▶ Instruction A
Pull out every line of the records that contains the string "clear", and copy each one. Case counts when matching.

▶ Supplied text
-- start --
At 25th Jan 2012, nautonier wrote:What we need to understand about where UK economy is right now is that this is not a downturn or upturn etc - we have what has been created through abc .... xy & z and a bad macro economic structure.
This isn't a temporary phase - this is it - this is our economy - its real - very real = most of what we have will be very difficult to change and may get a lot worse for most people.
Problem is how we relate to what we have got and not how we fix the 'problems in the economy'?
So in terms of govt having the right or wrong policy ? For whom and why and in what amount etc?
The debate and the so called solutions remain esoteric because the right questions are not being asked?
Essentially the whole British economy is geared to a globalist City of London /FI/FS as being a driver of the entire economy as our UK service industry sector & remainder is not a 'driver'?
-- end --
▶ Instruction B
Resume the comment on the UK economy at the point where it stops.

▶ Data shown
-- start --
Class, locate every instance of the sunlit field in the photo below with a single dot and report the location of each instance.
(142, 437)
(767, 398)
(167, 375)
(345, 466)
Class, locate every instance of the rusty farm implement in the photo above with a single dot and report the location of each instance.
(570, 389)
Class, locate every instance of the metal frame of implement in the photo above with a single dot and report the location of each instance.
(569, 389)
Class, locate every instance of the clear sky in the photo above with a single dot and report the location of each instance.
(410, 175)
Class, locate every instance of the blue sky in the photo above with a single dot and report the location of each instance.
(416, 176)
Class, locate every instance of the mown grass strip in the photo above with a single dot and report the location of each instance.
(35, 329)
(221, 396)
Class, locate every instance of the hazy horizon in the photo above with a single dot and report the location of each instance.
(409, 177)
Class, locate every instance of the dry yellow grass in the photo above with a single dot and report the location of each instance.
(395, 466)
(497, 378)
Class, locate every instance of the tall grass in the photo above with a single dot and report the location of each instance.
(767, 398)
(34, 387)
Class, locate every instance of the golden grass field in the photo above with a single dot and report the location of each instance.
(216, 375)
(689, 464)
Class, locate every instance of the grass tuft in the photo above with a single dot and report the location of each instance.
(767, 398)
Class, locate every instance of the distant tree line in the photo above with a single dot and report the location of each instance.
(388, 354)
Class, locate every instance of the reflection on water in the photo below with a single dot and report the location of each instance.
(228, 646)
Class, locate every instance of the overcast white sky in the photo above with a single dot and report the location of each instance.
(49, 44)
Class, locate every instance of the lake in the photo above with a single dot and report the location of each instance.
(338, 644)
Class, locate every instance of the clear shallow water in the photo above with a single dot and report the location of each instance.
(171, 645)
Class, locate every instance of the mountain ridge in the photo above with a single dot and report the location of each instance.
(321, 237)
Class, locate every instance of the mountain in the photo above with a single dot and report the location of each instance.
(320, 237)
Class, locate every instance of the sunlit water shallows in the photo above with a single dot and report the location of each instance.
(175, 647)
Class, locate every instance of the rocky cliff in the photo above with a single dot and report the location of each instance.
-- end --
▶ Task answer A
Class, locate every instance of the clear sky in the photo above with a single dot and report the location of each instance.
Class, locate every instance of the clear shallow water in the photo above with a single dot and report the location of each instance.

▶ Task answer B
So in terms of right or wrong policy - there isn't now any policy that addresses any of this?
The problem is not 'in' or 'with' the economy as it is 'inside of our heads'? i.e it is behaviour
Politicians say the problem is lack of growth, investment, surplus etc etc but the problem is fundamentally behaviourial as there is plenty of money in the UK economy even now.
Fixing the economic & related problems requires fundamental changes in 'behaviour(s)' & attitude(s).
If the politicians & bureacrats as decison makers don't know this - what chance does anyone else have with any of this?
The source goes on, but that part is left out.